→ TEXT BLOCK
Sunday, December 21, 2014

Advent Conspiracy: Love All (Matthew 1:18-23)


Today’s message is the conclusion to the “Advent Conspiracy,” a series we’ve been in for the last several weeks to help us turn Christmas upside-down.  Christmas needs to be turned upside-down, because the greatest story in the world has been traded it in for a story of stuff, stress, and debt.

 

I hope the Advent Conspiracy has given you a different way of looking at the season and given you an alternative to simply participating in the commercialism.  I hope it’s helped to make the season less about the stuff we give and get, and more about Jesus, the greatest gift that money can’t buy.

 

The first week of the Advent Conspiracy encouraged us to Worship Fully.  Remember, the word, “worship” comes from the Old English, “worth-ship” – meaning “to ascribe worth or value to something or someone.”  The encouragement to worship fully invites us to find our worth and value and meaning in Jesus, rather than in what’s under the tree.

 

The second week encouraged us to Spend Less.  Spending less is a way to free ourselves from the cycle of stuff.  How much of our time in December is typically devoted to the acquisition of stuff?  Time and money are precious – let’s recover more of both by spend less on stuff.

 

Then, the third week encouraged us to Give More.  We spend less so we can give more.  Spend less on our own social circle so we can give to places of great need.  Christmas is the story of God’s giving – God giving himself in Jesus – in order to bring light into darkness.  As people of faith, we are called to give in the same way.  We spend less on gifts so we can give more of ourselves – our time, our energy, our resources – into the dark places in our world.

 

If you remember the challenge I gave last week, it’s that whatever you spend at Christmas on decorations and parties and gifts, to give the same amount into our Christmas offering on Christmas Eve.  Our Christmas offering will be split between Greensboro Urban Ministry, which helps the most vulnerable in our community, and the Ann Pridgen emergency fund, which helps people in our own congregation in need.  Ashley and I will give $500 to the Christmas offering.  In addition to what we spend on our friends and families, join us in giving a gift that brings the light of God’s love to the dark corner of someone else’s world.

(Lines of data)

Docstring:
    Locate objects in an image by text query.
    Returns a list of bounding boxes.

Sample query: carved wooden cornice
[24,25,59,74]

→ REQUIREMENTS
Return, word for word, everything in the Advent Conspiracy sermon from "I hope the Advent" down to "money can’t buy.".

→ WRITTEN ANSWER
I hope the Advent Conspiracy has given you a different way of looking at the season and given you an alternative to simply participating in the commercialism.  I hope it’s helped to make the season less about the stuff we give and get, and more about Jesus, the greatest gift that money can’t buy.